*The input*
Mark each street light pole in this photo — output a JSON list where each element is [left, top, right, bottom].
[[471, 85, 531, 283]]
---
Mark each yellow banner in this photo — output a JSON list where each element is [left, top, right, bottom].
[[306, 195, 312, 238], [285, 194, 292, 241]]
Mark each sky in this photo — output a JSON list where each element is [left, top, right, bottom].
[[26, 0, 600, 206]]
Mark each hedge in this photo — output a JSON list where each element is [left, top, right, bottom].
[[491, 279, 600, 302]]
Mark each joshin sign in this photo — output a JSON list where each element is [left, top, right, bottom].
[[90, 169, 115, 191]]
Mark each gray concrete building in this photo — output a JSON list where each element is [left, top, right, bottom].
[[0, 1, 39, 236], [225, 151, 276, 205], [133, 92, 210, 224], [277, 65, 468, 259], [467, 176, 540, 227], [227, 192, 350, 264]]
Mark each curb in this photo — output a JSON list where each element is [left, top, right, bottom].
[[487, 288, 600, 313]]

*Your task*
Output as a numbered list the material from the line with "Mark each curb" up to and including the line with "[[487, 288, 600, 313]]", omitting blank lines.

*Correct answer*
1. Mark each curb in this photo — output a JSON list where each element is [left, top, right, bottom].
2. [[487, 288, 600, 313]]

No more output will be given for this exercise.